- _SUPPLIED RECORDS_
## BEGIN
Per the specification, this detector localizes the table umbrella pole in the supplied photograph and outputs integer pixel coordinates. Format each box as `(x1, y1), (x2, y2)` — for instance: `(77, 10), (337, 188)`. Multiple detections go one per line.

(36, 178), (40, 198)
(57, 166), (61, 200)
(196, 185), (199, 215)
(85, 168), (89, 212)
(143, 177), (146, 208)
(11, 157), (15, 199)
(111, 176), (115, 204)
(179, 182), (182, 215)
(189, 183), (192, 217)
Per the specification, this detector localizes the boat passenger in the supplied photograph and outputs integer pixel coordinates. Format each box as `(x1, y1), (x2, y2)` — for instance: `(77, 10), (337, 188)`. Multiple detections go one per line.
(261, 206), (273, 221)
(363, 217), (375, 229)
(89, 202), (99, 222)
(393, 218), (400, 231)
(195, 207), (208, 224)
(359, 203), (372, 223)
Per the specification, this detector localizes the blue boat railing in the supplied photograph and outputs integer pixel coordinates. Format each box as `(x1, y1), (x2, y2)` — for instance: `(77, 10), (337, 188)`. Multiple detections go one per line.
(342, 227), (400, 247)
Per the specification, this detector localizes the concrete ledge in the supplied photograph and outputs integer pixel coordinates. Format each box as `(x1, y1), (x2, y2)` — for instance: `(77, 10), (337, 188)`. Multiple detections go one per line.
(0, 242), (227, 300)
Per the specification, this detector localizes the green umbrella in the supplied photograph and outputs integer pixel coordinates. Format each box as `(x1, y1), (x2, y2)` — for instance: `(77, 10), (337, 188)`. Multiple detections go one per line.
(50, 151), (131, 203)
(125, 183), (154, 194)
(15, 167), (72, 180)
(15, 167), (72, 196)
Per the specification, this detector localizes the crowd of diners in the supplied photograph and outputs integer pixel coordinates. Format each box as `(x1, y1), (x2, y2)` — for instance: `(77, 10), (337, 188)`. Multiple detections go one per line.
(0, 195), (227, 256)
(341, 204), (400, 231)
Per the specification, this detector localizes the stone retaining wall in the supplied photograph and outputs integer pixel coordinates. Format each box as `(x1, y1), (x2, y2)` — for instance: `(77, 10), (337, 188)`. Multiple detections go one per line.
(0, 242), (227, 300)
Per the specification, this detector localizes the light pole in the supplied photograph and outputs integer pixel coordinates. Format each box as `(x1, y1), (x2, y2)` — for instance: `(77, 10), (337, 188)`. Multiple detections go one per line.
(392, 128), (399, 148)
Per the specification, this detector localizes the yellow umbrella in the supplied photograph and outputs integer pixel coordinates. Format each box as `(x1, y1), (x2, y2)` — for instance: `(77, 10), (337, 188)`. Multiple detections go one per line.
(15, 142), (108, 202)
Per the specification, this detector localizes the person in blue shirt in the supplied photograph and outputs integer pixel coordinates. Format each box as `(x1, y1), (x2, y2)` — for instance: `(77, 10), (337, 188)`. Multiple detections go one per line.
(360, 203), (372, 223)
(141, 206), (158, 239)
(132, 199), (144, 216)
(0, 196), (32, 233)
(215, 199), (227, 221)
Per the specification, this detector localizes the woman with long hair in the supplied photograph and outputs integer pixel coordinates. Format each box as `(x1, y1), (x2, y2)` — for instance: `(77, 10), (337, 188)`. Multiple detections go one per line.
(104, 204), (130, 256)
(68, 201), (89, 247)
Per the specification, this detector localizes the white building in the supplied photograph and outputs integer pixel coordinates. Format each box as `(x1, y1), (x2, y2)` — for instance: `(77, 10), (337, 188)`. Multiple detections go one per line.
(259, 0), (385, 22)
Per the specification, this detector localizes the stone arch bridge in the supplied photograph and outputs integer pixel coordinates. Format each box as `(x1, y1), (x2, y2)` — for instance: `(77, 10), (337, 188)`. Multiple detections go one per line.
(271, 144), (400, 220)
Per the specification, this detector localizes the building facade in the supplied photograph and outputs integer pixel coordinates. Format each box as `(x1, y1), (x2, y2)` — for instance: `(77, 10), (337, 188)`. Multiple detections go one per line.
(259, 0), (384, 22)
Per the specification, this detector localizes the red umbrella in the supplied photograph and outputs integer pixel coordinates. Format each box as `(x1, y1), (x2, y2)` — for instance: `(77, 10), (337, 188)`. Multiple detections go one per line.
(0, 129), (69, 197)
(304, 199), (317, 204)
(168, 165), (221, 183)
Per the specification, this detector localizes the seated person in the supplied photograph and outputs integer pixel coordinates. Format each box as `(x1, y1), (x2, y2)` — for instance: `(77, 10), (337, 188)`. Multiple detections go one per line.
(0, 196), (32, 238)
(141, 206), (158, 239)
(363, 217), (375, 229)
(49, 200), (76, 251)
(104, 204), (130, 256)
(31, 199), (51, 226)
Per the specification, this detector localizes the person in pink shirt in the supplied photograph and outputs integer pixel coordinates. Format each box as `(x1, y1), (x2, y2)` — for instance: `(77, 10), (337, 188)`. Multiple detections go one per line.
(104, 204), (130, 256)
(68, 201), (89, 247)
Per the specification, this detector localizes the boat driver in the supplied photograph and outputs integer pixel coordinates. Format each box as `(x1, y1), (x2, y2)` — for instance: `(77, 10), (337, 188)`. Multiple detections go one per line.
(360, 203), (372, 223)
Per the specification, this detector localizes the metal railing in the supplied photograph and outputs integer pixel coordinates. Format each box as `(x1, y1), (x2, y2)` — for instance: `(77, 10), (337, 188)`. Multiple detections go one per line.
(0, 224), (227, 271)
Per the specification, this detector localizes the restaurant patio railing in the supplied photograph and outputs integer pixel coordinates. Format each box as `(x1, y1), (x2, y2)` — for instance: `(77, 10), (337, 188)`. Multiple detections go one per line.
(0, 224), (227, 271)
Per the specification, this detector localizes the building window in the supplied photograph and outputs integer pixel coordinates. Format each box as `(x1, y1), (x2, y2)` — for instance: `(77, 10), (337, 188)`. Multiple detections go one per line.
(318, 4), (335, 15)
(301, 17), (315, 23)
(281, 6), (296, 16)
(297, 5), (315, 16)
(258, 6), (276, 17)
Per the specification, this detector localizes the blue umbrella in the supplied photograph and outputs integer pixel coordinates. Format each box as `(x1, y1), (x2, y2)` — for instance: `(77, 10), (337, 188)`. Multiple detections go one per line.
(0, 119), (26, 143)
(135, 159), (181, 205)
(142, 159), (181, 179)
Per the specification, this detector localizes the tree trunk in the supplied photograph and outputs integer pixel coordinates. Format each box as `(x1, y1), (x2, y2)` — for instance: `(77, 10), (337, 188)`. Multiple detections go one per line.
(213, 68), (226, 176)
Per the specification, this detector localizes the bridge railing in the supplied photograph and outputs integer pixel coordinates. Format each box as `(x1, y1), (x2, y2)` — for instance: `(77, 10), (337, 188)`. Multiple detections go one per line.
## END
- _YOUR TASK_
Word for word, write out the data.

- _OUTPUT OF THE TASK_
Per the specification, this detector localizes the table umbrella pole in the supplied photograph and outputs integer pixel coordinates. Format each box as `(x1, y1), (x2, y2)` — for instance: `(77, 10), (337, 188)`. Multiple detections go one per line.

(36, 178), (40, 198)
(57, 166), (61, 200)
(196, 185), (199, 215)
(85, 168), (89, 212)
(143, 177), (146, 208)
(11, 157), (15, 199)
(111, 176), (115, 204)
(179, 182), (182, 215)
(189, 183), (192, 217)
Per the specification, this detector localizes the boat passenger in the supplied photograph and outputs integer pixel coordinates. Format each box as `(x1, y1), (x2, y2)` — for instance: `(77, 10), (337, 188)`. Multiple detections go one per line.
(261, 206), (273, 221)
(363, 217), (375, 229)
(89, 202), (99, 222)
(393, 218), (400, 231)
(195, 207), (208, 224)
(359, 203), (372, 223)
Per the specification, this detector localizes the blue boat railing in the supplied photograph and outputs integer pixel coordinates. Format each box as `(x1, y1), (x2, y2)` — for instance: `(77, 10), (337, 188)`. Multiple detections go one per line.
(342, 227), (400, 247)
Per the specification, this detector localizes the concrete ledge in the supplied photograph and outputs integer pixel coordinates. Format each box as `(x1, y1), (x2, y2)` — for instance: `(77, 10), (337, 188)`. Multiple detections go one per line.
(0, 242), (227, 300)
Per the specification, this detector localizes the green umbrella in the supplied photograph and outputs integer pixel coordinates. Format each box as `(x1, y1), (x2, y2)` — for instance: `(77, 10), (337, 188)`. Multiple detections go one per line.
(50, 151), (131, 203)
(125, 183), (154, 194)
(15, 167), (72, 180)
(15, 167), (72, 196)
Per the specification, this detector localizes the crowd of diners in the supplied photograph and outputs integer pixel coordinates. Format each box as `(x1, y1), (x2, y2)` — for instance: `(77, 10), (337, 188)`. Multiple detections go one per line.
(0, 195), (227, 256)
(341, 204), (400, 231)
Per the specification, this detector localizes the stone retaining wall in the supplied photograph and outputs integer pixel coordinates. Format each box as `(x1, y1), (x2, y2)` — for instance: `(77, 10), (337, 188)`. Multiple detections go one per line.
(0, 242), (227, 300)
Per the specification, this detector localizes the light pole in the supplied photograph and outputs integer pixel coordinates. Format each box as `(x1, y1), (x2, y2)` — for instance: `(77, 10), (337, 188)`. Multiple detections go one per line.
(392, 128), (399, 148)
Per the specification, this detector localizes the yellow umbrella in the supplied photograph and outputs integer pixel coordinates. Format each box as `(x1, y1), (x2, y2)` — for instance: `(77, 10), (337, 188)`. Multiple detections go one per line.
(15, 142), (108, 202)
Per the specification, this detector localizes the person in blue shirt in the supplied photograph and outputs integer pixel coordinates. Format each box as `(x1, y1), (x2, y2)` — for instance: `(77, 10), (337, 188)`. Multiple detections go one per line.
(360, 203), (372, 223)
(141, 206), (158, 239)
(132, 199), (144, 216)
(0, 196), (32, 233)
(215, 199), (227, 221)
Per the specification, this detector localizes the woman with long hair in the supplied photograph and outputs integer pixel coordinates. Format each box as `(x1, y1), (x2, y2)` — for instance: `(77, 10), (337, 188)`. Multiple detections go one per line.
(104, 204), (130, 256)
(68, 201), (89, 247)
Per the specification, this detector localizes the white building in the supplied photograph and outputs integer pixel coordinates. Format each box as `(x1, y1), (x2, y2)` — for instance: `(77, 10), (337, 188)`. Multiple detections go one per line.
(259, 0), (385, 22)
Per the specification, this detector localizes the stone arch bridge in the supplied photograph and outputs integer pixel coordinates. Format each box as `(x1, y1), (x2, y2)` — for instance: `(77, 10), (337, 188)`. Multiple detections go one per line.
(271, 144), (400, 220)
Per the specification, this detector localizes the building facade in the supplied photograph and outputs integer pixel coordinates. Format each box as `(x1, y1), (x2, y2)` — for instance: `(77, 10), (337, 188)`. Multiple detections go one per line.
(259, 0), (384, 22)
Per the specification, this detector localizes the red umbrella in the supplied photograph and outputs integer pixel coordinates. Format each box as `(x1, y1), (x2, y2)` — for instance: `(77, 10), (337, 188)`. Multiple detections go one per line.
(0, 129), (69, 197)
(304, 199), (317, 204)
(168, 165), (221, 183)
Per the specification, this detector localizes the seated person in the supplied photograph and outputs integer pixel coordinates. Format each box as `(x1, y1), (x2, y2)` — for instance: `(77, 10), (337, 188)`. Multiple detections go one per line.
(0, 196), (32, 238)
(141, 206), (158, 239)
(363, 217), (375, 229)
(49, 200), (76, 251)
(104, 204), (130, 256)
(31, 199), (51, 226)
Per the specification, this detector localizes the person in pink shirt in the supplied photograph and outputs integer pixel coordinates. Format each box as `(x1, y1), (x2, y2)` — for instance: `(77, 10), (337, 188)`. Multiple detections go one per line.
(104, 204), (130, 256)
(68, 201), (89, 247)
Per the specification, this detector localizes the boat driver in the supplied photograph and outputs integer pixel coordinates. Format each box as `(x1, y1), (x2, y2)` — for instance: `(77, 10), (337, 188)`. Multiple detections go one per line.
(360, 203), (372, 223)
Per the specification, this detector localizes the metal railing in the supplied photograph and outputs integer pixel coordinates. Format each box as `(x1, y1), (x2, y2)` — for instance: `(77, 10), (337, 188)`. Multiple detections go one per line.
(0, 224), (227, 271)
Per the specification, this detector localizes the restaurant patio railing in the supplied photograph and outputs integer pixel coordinates. Format each box as `(x1, y1), (x2, y2)` — for instance: `(77, 10), (337, 188)`. Multiple detections go one per line.
(0, 224), (227, 271)
Per the specification, this detector localizes the building window in the supplied photograph and outputs integer pixel coordinates. Format each box as `(x1, y1), (x2, y2)` — for instance: `(77, 10), (337, 188)`. Multiple detections go one per line.
(318, 4), (335, 15)
(301, 17), (315, 23)
(281, 6), (296, 16)
(297, 5), (315, 16)
(258, 6), (276, 17)
Per the specification, this detector localizes the blue umbrella in the supplied photograph and outputs integer pixel coordinates. Format each box as `(x1, y1), (x2, y2)` — for instance: `(77, 10), (337, 188)`. Multiple detections go one per line.
(0, 119), (26, 143)
(135, 159), (181, 205)
(142, 159), (181, 179)
Per the specification, this detector localizes the tree trunk in the supplied photograph and outputs integer pixel coordinates. Format each box as `(x1, y1), (x2, y2)` — for instance: `(77, 10), (337, 188)`. Multiple detections go one per line.
(213, 68), (226, 176)
Per the specification, this detector localizes the bridge railing in the supplied photograph and outputs integer pixel coordinates. Format each box as `(x1, y1), (x2, y2)` — for instance: `(77, 10), (337, 188)`. Multiple detections go one per line.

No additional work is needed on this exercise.